Labeled-object pointing rows
- - - - -

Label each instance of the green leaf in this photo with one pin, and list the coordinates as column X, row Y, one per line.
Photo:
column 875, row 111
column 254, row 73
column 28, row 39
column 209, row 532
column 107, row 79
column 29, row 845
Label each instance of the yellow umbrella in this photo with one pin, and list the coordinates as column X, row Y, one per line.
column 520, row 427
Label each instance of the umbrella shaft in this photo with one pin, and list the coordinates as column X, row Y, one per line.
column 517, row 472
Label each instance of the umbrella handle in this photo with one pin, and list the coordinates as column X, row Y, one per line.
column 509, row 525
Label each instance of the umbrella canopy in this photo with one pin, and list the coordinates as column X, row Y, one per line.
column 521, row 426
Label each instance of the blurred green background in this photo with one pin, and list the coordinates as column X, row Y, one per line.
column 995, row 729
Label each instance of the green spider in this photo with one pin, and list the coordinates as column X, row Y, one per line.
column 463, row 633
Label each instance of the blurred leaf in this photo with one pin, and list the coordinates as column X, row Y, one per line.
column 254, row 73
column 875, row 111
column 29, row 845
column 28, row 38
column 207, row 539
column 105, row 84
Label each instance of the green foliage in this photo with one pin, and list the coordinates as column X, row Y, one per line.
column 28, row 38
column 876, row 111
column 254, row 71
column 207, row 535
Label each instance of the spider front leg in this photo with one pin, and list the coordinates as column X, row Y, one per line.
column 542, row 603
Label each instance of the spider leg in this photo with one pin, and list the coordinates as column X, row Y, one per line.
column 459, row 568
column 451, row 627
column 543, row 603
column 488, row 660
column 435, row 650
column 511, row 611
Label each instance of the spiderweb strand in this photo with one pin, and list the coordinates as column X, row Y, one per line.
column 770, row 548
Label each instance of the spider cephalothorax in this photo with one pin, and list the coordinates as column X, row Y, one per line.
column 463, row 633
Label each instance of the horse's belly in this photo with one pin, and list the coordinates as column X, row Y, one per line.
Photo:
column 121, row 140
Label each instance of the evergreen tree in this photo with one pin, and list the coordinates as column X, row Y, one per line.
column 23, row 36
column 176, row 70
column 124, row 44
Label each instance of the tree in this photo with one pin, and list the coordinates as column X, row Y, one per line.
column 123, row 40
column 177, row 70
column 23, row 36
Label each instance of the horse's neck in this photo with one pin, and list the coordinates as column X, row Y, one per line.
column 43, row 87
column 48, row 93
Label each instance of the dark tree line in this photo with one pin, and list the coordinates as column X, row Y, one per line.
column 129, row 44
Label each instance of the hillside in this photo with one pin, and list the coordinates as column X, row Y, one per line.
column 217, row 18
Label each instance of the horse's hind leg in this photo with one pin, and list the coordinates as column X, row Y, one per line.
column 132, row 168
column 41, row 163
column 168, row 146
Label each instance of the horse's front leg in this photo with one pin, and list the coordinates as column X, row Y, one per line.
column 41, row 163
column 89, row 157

- - - - -

Problem details
Please copy all of the rows above without changing a single character.

Output for this exercise
Label each instance of the green leaf in this photo with one pin, and list the coordinates as column X, row Y, one per line.
Photo:
column 875, row 111
column 254, row 73
column 28, row 39
column 209, row 532
column 107, row 79
column 29, row 845
Label each instance of the yellow umbrella in this photo with one pin, and list the coordinates as column X, row Y, one per line.
column 520, row 427
Label each instance of the umbrella shaft in this photo with one pin, and list the coordinates as column X, row Y, one per line.
column 517, row 472
Label each instance of the umbrella handle in this photo with one pin, and list the coordinates as column X, row Y, one per line.
column 509, row 525
Label each instance of the umbrella canopy in this photo with one pin, and list the coordinates as column X, row Y, one per line.
column 521, row 426
Label each instance of the blurred green background in this photo with one pin, and list the coordinates as column X, row Y, one per line.
column 995, row 729
Label each instance of the green spider in this photo with one pin, and list the coordinates as column X, row Y, one per line.
column 463, row 633
Label each instance of the blurred leaf in this photo with one pin, and list the coordinates as column X, row Y, one per line.
column 254, row 73
column 875, row 111
column 29, row 845
column 28, row 38
column 207, row 539
column 105, row 84
Label each instance of the green foliage in this photo with one pin, and list the coordinates as column X, row Y, one per line.
column 28, row 38
column 876, row 111
column 254, row 71
column 207, row 535
Label each instance of the spider front leg in this photo with one pin, and list the coordinates as column X, row Y, one per line.
column 542, row 603
Label each instance of the spider leg in this photo with one pin, and list the coordinates as column X, row Y, one per line.
column 459, row 568
column 451, row 627
column 543, row 603
column 488, row 660
column 435, row 650
column 511, row 611
Label each instance of the spiderweb strand in this photo with one pin, and list the coordinates as column X, row Y, one per line.
column 770, row 548
Label each instance of the spider cephalothorax in this photo with one pin, and list the coordinates as column X, row Y, one per line.
column 463, row 633
Label each instance of the horse's belly in this photo with one pin, and list the coordinates as column X, row Y, one per line.
Photo:
column 121, row 140
Label each instance of the evergreen tree in this photo with one pin, and list the coordinates as column X, row Y, one per line.
column 23, row 36
column 176, row 70
column 124, row 44
Label each instance of the tree in this photo with one pin, and list the coordinates as column X, row Y, one per line.
column 123, row 40
column 177, row 70
column 23, row 36
Label each instance of the horse's neck in this photo with one pin, and list the coordinates as column X, row Y, one per line.
column 43, row 87
column 48, row 93
Label each instance of the dark tree line in this photo with one pin, and list the coordinates as column X, row Y, one per line.
column 129, row 44
Label each instance of the hillside in this photo with one pin, and list the coordinates as column X, row Y, one per line.
column 217, row 18
Label each instance of the horse's hind leg in this photo with one pin, and list the coordinates as column X, row Y, one per line.
column 132, row 168
column 41, row 163
column 168, row 146
Label each instance of the horse's front leg in this photo with one pin, and list the coordinates as column X, row Y, one per line.
column 41, row 163
column 89, row 157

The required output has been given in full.